WHAT IS BEING ASKED: Copy the records starting at the very beginning and ending at the line that contains "278 267 L 273", replacing "ring" with "loop" and leaving everything else unchanged. Leave the pictures out of your answer.

DATASET:
-*-*-

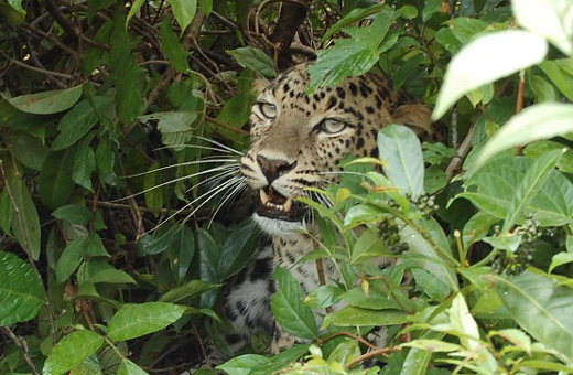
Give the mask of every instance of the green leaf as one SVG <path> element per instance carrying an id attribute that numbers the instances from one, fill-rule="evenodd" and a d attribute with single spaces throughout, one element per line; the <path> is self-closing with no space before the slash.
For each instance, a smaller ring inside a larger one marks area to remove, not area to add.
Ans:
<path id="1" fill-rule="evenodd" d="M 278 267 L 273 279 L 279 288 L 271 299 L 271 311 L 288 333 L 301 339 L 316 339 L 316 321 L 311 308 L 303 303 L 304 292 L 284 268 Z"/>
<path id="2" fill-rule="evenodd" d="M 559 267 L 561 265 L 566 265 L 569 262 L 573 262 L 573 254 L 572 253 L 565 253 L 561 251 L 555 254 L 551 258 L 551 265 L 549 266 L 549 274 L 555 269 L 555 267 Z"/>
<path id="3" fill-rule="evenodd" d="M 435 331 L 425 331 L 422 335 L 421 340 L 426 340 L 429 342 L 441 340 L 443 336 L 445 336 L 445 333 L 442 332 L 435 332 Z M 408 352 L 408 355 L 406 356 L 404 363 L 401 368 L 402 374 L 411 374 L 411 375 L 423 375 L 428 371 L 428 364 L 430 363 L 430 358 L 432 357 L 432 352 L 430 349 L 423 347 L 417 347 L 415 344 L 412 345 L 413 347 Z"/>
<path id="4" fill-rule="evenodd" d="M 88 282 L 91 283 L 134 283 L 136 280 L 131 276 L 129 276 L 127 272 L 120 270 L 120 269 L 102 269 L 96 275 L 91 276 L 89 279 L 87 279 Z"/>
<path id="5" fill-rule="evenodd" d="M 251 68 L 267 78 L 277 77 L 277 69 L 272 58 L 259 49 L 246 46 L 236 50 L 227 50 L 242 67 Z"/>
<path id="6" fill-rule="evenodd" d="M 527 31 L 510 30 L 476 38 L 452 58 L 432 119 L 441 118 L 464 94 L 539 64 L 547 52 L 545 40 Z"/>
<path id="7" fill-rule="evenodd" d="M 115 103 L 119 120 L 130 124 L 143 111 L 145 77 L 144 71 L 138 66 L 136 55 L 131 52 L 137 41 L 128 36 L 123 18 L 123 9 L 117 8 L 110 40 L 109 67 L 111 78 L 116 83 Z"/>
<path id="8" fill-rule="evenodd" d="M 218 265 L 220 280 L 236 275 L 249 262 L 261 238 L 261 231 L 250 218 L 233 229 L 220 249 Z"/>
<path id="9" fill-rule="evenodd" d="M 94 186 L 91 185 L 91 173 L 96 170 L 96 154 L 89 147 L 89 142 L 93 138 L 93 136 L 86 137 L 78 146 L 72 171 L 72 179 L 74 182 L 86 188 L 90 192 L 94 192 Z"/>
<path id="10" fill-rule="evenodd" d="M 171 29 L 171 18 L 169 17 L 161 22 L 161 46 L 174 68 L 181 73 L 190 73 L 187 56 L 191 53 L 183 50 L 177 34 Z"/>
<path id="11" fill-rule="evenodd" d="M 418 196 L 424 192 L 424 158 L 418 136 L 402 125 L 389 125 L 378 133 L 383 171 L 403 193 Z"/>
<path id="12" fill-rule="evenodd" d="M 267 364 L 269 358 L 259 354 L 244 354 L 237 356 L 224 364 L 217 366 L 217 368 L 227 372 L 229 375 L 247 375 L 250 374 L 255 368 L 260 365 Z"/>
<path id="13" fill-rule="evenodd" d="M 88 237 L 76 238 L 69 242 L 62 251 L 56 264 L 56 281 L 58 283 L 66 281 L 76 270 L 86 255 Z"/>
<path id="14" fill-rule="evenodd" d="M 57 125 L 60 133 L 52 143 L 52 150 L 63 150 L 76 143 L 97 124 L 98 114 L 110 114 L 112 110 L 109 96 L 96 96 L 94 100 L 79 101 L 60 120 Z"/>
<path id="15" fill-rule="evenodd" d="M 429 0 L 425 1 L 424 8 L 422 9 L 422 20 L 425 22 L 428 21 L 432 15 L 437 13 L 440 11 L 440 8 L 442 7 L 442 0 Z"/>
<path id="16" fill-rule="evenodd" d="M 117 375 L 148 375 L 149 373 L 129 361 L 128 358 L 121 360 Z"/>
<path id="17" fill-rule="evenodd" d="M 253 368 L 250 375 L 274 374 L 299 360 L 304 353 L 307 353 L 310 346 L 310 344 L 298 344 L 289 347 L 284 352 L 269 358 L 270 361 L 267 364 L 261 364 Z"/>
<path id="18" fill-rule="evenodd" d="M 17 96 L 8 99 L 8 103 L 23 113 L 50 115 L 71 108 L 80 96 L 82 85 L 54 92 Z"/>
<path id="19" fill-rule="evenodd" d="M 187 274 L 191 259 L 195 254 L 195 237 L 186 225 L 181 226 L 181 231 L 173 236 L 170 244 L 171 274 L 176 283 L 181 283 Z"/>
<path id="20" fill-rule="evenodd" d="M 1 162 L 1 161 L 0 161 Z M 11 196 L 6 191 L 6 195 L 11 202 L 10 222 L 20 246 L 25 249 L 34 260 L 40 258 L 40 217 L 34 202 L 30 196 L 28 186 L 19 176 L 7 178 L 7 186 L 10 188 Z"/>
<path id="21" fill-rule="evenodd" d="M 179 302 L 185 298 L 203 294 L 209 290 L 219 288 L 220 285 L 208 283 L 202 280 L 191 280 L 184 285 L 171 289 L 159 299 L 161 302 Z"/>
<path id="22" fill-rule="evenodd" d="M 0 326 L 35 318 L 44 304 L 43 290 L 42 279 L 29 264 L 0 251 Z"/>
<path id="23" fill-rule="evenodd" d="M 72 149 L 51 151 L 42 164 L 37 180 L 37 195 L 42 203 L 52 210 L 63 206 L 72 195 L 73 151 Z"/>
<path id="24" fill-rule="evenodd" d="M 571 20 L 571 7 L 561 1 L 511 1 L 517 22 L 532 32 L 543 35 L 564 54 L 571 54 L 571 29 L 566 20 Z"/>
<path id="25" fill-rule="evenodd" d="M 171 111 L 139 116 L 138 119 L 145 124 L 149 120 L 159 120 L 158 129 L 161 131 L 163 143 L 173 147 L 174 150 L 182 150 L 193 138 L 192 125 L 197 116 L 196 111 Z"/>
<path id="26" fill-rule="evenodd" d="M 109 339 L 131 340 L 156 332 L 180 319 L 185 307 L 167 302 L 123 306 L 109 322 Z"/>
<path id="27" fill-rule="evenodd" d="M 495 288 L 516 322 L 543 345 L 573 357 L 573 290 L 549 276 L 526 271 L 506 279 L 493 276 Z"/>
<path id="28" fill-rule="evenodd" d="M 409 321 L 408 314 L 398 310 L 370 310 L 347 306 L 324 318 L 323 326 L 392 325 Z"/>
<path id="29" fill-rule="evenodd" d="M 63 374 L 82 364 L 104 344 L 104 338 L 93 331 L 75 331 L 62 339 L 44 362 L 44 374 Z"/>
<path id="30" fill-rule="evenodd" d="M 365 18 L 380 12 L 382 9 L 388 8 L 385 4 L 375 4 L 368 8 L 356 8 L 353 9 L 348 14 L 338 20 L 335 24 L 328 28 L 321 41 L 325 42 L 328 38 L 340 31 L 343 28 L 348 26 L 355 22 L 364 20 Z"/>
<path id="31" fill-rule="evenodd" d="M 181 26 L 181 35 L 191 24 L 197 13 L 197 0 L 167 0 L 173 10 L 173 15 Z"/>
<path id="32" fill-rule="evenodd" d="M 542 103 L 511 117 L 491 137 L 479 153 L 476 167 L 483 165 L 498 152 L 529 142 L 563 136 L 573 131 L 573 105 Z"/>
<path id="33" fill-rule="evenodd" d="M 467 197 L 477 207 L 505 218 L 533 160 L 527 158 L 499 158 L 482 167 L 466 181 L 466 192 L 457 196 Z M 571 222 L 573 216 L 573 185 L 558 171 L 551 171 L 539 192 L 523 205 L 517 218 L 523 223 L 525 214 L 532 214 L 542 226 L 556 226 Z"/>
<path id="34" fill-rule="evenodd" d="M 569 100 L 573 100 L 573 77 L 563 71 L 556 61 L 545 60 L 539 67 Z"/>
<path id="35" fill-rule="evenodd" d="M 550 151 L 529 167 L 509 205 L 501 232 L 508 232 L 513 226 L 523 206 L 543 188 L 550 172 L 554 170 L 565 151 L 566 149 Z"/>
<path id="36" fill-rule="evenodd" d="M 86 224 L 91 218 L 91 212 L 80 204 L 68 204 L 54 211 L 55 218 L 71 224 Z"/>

-*-*-

ANSWER TO THE EXERCISE:
Give the mask of every instance of the green leaf as one SVG <path> element per instance carrying an id attribute that numbers the instances from one, fill-rule="evenodd" and a d attribute with single spaces throughout, one element per line; the <path> is self-closing with no space before the slash.
For each instance, a smaller loop inside a larger one marks area to remove, not area to add.
Ans:
<path id="1" fill-rule="evenodd" d="M 278 267 L 273 279 L 279 288 L 271 299 L 271 311 L 288 333 L 301 339 L 316 339 L 316 321 L 311 308 L 303 303 L 304 292 L 284 268 Z"/>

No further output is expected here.